- Data shown -
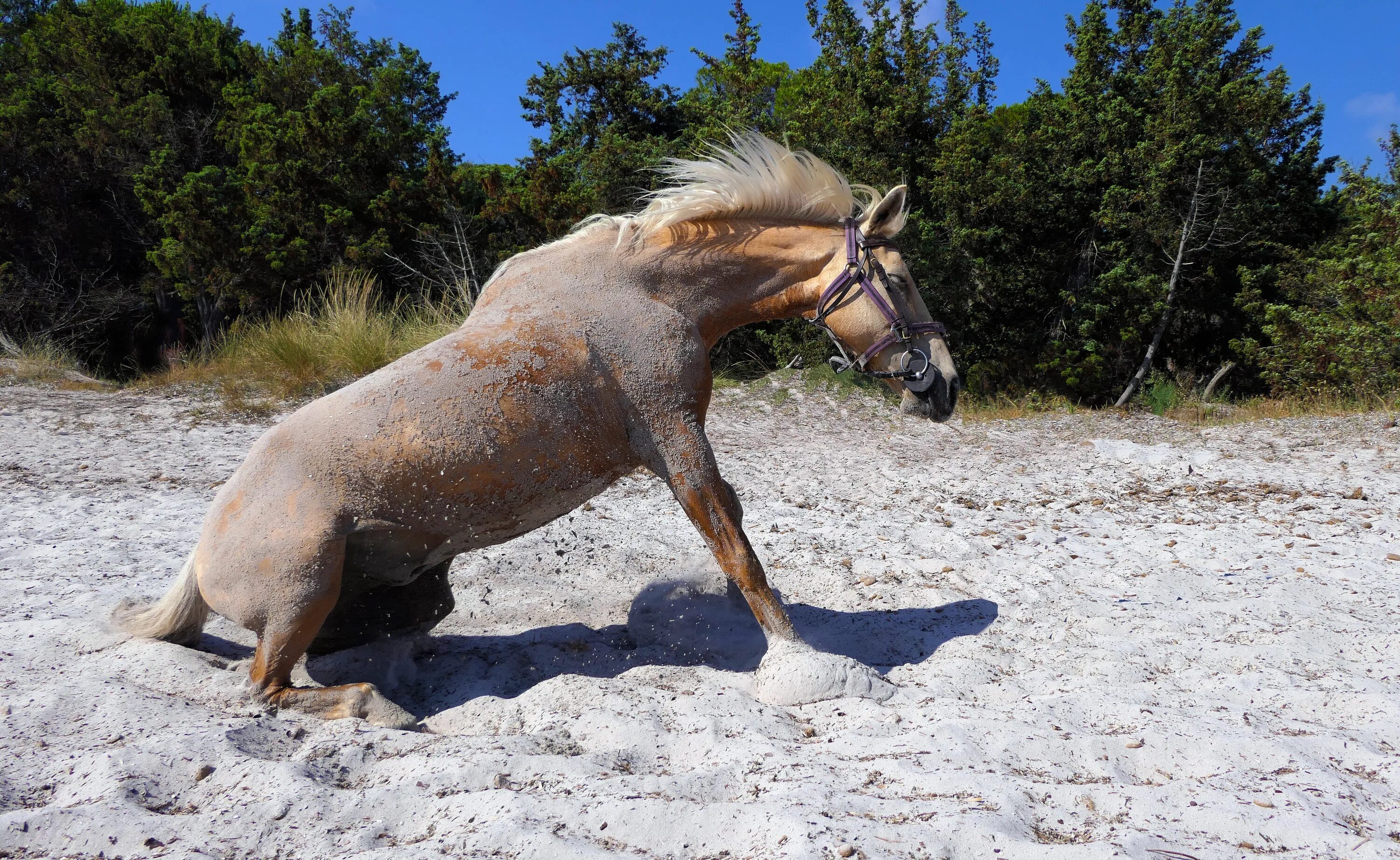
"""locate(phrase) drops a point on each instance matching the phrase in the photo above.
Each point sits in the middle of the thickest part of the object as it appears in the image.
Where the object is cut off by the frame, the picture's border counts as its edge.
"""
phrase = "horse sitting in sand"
(583, 360)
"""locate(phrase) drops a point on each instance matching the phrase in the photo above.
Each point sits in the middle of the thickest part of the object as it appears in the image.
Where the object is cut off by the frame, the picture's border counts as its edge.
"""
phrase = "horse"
(583, 360)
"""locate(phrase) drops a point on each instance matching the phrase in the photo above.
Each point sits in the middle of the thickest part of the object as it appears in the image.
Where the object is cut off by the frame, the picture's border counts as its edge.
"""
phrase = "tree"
(1059, 212)
(735, 92)
(87, 93)
(1330, 317)
(608, 125)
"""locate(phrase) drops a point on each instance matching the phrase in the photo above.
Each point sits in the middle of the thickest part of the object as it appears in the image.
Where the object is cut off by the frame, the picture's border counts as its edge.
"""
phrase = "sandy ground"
(1112, 638)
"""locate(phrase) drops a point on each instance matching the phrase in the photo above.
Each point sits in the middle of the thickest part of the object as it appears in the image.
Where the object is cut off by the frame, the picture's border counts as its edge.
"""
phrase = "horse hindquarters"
(283, 583)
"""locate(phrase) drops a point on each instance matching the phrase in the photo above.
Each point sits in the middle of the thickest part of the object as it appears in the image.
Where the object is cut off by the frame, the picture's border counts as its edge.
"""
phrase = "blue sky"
(1347, 49)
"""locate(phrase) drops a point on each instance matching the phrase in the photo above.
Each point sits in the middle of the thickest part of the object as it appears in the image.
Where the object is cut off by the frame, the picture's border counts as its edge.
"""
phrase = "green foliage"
(150, 149)
(608, 125)
(161, 176)
(1161, 394)
(735, 92)
(1060, 213)
(1330, 321)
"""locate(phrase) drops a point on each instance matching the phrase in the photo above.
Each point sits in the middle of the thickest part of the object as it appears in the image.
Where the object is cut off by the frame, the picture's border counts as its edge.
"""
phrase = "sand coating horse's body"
(581, 362)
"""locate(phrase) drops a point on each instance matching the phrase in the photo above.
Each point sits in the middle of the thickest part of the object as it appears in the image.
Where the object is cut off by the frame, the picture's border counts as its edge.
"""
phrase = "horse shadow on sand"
(671, 622)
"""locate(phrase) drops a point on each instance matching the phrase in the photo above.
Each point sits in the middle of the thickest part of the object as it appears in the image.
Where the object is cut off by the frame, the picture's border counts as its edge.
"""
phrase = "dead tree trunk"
(1216, 380)
(1188, 229)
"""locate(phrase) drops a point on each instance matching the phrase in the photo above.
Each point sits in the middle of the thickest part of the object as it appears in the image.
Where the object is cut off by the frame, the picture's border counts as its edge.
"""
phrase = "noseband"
(856, 276)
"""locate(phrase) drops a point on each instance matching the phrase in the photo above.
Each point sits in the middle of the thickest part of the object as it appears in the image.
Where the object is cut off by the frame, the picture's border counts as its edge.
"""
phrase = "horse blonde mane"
(754, 178)
(751, 178)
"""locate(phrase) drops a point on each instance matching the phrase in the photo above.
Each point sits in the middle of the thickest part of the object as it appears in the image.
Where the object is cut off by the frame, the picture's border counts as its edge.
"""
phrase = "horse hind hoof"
(387, 715)
(797, 674)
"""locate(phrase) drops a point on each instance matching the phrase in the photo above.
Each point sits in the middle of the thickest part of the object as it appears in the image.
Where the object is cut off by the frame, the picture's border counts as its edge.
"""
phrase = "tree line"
(1164, 209)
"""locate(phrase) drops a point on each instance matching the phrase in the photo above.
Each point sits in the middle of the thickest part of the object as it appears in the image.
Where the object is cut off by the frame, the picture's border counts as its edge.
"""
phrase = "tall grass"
(44, 360)
(334, 337)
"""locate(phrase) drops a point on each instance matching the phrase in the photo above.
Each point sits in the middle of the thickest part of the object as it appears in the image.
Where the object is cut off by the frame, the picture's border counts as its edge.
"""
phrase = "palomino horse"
(583, 360)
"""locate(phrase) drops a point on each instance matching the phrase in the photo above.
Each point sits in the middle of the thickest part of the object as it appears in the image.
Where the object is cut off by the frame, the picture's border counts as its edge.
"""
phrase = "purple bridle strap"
(854, 275)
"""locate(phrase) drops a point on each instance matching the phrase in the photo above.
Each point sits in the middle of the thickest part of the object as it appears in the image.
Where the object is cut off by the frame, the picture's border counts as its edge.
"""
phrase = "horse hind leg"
(387, 613)
(285, 638)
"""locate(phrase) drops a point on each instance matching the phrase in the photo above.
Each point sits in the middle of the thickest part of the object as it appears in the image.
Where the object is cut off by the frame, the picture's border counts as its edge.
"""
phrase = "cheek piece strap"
(860, 262)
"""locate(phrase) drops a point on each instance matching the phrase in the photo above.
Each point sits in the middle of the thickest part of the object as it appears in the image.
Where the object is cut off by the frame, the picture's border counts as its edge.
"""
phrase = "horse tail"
(178, 617)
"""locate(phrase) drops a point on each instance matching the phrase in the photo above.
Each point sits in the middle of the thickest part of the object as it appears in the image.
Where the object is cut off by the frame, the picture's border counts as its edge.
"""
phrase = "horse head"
(884, 323)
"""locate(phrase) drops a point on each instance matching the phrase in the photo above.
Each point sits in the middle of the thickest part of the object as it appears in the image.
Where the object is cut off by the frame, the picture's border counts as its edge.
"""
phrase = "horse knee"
(730, 498)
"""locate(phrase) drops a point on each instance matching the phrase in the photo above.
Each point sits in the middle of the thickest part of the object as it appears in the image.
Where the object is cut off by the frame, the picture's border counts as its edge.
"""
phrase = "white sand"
(1109, 636)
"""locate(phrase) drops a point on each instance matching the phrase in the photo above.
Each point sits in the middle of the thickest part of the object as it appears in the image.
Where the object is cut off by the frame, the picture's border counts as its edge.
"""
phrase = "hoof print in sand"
(797, 674)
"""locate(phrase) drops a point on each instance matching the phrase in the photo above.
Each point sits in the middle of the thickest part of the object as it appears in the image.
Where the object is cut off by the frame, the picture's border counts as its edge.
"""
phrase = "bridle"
(856, 276)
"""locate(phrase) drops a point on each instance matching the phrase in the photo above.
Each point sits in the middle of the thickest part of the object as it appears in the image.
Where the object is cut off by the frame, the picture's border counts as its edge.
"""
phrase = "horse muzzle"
(936, 401)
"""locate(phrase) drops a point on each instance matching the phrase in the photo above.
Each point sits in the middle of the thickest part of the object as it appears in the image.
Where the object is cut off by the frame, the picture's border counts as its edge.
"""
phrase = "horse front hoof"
(798, 674)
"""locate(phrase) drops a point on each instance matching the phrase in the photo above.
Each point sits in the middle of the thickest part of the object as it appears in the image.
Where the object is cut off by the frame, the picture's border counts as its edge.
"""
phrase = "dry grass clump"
(41, 360)
(335, 337)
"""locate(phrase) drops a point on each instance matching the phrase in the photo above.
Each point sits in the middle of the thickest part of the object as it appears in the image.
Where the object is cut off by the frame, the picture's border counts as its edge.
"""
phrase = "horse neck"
(745, 274)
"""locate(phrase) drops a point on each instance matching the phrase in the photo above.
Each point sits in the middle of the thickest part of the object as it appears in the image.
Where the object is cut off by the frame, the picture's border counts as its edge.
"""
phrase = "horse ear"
(887, 218)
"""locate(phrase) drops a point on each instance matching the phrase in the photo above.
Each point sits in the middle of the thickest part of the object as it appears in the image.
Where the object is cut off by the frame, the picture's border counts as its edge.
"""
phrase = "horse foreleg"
(791, 671)
(716, 512)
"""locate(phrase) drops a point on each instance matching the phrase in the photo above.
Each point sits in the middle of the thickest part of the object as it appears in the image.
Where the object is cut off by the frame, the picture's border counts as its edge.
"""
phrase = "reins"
(854, 276)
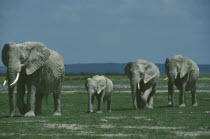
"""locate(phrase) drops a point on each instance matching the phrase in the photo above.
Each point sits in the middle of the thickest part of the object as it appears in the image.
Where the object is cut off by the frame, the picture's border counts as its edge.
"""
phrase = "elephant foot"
(99, 112)
(170, 104)
(11, 114)
(182, 105)
(150, 107)
(90, 111)
(57, 114)
(29, 114)
(195, 104)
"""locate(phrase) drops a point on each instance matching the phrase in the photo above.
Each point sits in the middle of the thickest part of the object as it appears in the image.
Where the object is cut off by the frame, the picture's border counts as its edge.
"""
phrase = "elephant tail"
(46, 98)
(104, 99)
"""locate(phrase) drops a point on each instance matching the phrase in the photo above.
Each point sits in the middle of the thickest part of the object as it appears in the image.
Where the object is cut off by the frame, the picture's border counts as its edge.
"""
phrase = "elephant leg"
(109, 100)
(31, 100)
(57, 109)
(193, 93)
(150, 99)
(145, 97)
(181, 96)
(100, 102)
(11, 100)
(20, 97)
(90, 103)
(38, 108)
(171, 93)
(138, 98)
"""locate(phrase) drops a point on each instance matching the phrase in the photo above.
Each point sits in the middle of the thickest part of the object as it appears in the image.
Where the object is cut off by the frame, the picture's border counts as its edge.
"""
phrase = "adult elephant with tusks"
(183, 73)
(144, 77)
(32, 66)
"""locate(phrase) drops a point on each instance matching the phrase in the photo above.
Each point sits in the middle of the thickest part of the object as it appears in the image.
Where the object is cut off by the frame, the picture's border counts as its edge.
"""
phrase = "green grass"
(122, 122)
(76, 122)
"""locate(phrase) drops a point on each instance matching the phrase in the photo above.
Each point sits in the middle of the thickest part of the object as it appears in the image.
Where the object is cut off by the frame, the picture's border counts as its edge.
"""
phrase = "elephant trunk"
(134, 93)
(11, 77)
(90, 102)
(171, 80)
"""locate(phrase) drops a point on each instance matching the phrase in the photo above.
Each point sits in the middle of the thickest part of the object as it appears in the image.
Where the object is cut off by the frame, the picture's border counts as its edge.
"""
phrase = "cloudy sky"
(117, 31)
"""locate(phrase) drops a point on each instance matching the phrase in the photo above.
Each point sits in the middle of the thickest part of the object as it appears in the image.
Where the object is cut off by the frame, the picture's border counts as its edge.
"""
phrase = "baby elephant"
(101, 87)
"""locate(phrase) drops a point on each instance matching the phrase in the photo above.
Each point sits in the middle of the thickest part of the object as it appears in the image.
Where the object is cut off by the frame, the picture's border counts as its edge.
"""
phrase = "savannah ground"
(122, 122)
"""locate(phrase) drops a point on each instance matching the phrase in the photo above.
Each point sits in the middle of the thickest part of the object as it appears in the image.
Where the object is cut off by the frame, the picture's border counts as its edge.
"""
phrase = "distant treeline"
(109, 68)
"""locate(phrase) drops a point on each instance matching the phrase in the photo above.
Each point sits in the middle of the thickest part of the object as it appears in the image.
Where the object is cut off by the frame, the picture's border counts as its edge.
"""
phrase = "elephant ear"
(149, 73)
(38, 55)
(184, 68)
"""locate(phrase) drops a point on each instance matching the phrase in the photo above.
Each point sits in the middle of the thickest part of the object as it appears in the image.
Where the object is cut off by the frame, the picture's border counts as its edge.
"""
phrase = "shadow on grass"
(165, 107)
(6, 116)
(122, 109)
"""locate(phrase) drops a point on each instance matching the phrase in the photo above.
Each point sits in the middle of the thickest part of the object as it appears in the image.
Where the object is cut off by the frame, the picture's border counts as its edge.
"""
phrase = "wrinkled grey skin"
(146, 74)
(41, 72)
(101, 87)
(183, 73)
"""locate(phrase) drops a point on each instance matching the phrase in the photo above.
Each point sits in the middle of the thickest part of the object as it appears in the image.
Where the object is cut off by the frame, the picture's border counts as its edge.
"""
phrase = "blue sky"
(117, 31)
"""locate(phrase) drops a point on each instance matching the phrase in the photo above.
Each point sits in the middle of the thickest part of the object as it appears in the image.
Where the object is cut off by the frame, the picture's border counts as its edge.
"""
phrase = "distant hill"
(109, 68)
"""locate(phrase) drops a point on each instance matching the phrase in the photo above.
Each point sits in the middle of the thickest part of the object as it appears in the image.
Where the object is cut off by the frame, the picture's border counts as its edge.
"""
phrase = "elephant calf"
(183, 73)
(101, 87)
(144, 77)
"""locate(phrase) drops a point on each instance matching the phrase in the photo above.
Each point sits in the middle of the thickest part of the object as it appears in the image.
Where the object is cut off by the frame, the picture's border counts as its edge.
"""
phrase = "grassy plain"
(122, 122)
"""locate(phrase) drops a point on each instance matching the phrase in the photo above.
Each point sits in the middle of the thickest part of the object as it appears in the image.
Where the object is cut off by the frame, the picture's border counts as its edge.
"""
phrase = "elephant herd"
(33, 66)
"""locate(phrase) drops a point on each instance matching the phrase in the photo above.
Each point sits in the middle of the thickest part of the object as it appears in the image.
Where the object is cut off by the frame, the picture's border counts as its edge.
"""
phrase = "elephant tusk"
(15, 81)
(166, 78)
(5, 81)
(138, 86)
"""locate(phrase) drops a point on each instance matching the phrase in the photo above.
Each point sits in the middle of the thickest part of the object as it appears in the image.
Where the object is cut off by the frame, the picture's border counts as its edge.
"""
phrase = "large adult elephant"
(33, 66)
(144, 77)
(183, 73)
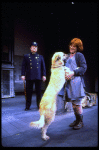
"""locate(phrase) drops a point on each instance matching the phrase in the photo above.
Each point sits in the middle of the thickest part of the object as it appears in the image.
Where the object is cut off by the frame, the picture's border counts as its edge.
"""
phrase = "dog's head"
(58, 59)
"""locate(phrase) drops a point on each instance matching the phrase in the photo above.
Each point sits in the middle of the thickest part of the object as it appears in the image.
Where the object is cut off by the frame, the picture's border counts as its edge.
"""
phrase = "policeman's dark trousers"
(29, 90)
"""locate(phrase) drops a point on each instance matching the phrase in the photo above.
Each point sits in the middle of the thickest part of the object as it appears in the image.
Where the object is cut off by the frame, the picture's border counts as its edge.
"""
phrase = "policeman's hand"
(44, 78)
(69, 75)
(23, 78)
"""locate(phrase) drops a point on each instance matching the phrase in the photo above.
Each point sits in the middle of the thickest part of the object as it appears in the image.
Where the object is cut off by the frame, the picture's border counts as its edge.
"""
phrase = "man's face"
(33, 49)
(72, 49)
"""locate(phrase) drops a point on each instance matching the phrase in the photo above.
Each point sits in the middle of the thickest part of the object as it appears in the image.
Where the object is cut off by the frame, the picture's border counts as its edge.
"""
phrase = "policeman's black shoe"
(26, 109)
(73, 124)
(80, 124)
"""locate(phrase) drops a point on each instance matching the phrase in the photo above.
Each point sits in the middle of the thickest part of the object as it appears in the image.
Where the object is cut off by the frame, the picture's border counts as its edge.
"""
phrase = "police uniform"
(33, 68)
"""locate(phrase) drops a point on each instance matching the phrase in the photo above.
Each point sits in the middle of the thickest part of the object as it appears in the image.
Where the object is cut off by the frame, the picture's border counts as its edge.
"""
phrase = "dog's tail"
(38, 124)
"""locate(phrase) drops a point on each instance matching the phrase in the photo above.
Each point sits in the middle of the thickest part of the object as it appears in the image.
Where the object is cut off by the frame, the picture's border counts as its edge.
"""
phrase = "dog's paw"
(45, 138)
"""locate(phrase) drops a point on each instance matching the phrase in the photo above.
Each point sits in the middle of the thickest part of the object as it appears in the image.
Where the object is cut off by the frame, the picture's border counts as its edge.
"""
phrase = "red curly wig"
(76, 42)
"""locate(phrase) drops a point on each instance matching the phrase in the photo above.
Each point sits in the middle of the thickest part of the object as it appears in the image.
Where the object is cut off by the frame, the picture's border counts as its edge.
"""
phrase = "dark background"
(53, 25)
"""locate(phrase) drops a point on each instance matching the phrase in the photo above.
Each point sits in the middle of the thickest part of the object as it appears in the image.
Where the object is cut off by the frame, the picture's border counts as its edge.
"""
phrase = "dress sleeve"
(82, 66)
(43, 66)
(23, 69)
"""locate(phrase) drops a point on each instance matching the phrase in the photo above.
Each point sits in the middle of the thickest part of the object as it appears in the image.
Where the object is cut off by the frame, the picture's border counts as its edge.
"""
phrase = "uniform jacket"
(81, 63)
(33, 66)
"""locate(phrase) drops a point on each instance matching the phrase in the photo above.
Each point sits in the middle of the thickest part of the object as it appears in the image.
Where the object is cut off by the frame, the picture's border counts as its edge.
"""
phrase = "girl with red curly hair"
(75, 84)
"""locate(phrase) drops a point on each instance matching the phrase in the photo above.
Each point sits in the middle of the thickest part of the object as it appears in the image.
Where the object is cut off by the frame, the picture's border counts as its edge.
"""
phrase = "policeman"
(33, 71)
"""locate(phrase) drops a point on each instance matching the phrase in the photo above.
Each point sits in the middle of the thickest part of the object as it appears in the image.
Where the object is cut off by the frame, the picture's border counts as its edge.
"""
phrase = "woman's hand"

- Written exercise -
Pull out every line of the records that contains the string "shadow", copying each line in full. Treat uppercase and lowercase as different.

- Problem solution -
phrase = "horse shadow on sand"
phrase = "shadow on grass"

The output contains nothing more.